Stored rows:
*****

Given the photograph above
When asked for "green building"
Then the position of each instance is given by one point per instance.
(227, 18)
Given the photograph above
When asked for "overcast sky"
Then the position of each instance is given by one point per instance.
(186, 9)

*****

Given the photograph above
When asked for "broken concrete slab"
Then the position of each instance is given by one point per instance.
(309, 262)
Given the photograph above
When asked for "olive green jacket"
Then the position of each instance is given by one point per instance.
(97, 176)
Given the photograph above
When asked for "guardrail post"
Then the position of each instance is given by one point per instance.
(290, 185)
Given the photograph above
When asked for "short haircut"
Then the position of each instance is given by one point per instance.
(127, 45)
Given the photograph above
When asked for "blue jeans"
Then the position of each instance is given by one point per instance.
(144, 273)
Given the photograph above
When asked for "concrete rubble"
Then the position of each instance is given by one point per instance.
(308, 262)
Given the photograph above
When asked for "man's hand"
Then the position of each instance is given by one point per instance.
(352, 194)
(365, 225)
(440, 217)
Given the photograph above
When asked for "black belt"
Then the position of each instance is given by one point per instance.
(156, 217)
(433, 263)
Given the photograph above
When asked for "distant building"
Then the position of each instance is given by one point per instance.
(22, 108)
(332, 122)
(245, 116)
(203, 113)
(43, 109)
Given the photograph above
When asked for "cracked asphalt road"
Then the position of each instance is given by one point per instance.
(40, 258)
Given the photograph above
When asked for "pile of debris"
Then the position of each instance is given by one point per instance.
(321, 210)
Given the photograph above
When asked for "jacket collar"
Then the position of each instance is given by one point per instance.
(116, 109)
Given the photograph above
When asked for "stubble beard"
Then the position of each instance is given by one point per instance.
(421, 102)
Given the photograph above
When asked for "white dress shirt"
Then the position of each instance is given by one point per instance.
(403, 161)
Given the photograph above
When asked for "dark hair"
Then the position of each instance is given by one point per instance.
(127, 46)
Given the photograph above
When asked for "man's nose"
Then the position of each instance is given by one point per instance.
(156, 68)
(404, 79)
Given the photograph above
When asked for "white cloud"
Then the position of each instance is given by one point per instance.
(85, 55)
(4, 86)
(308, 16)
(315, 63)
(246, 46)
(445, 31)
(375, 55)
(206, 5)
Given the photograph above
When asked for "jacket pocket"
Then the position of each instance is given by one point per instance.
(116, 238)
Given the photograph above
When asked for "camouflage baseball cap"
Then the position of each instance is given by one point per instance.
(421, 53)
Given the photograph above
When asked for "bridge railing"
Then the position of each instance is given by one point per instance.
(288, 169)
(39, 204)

*****

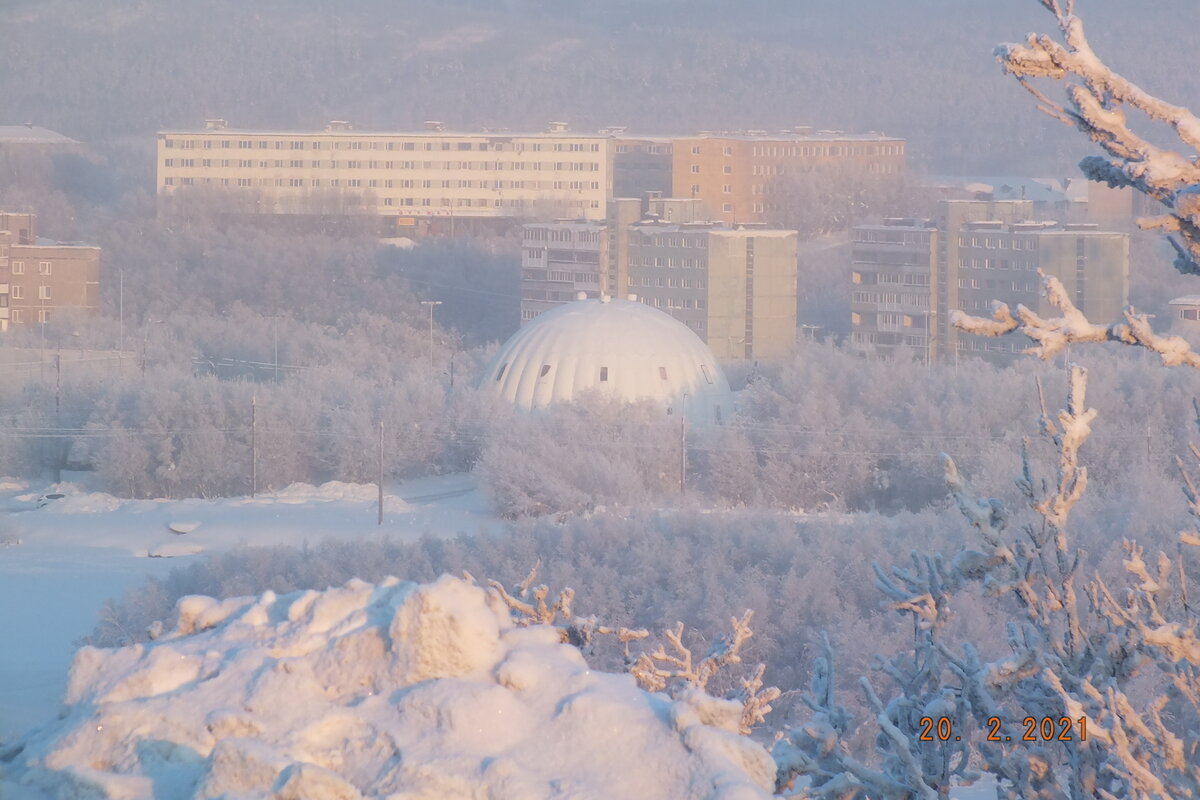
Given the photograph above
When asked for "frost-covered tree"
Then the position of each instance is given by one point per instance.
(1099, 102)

*****

Instructions to follow:
Locate each line in the rows above that contains the string "white" and copy those lines. Matches must agree in case.

Answer to this exercise:
When asked for "white dress shirt"
When asked for "white cloud"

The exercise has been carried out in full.